- [Work instructions]:
Retype every entry in its entirety, without alteration.

== Data listing ==

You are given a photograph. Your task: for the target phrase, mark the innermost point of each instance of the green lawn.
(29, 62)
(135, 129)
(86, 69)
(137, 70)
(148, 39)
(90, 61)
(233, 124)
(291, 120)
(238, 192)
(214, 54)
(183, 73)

===

- [Response area]:
You are given a photograph. Your task: for the target phrase, mark the innermost point of each instance of the green lawn.
(29, 62)
(135, 129)
(86, 69)
(137, 70)
(148, 39)
(90, 61)
(233, 124)
(291, 120)
(238, 192)
(214, 54)
(183, 73)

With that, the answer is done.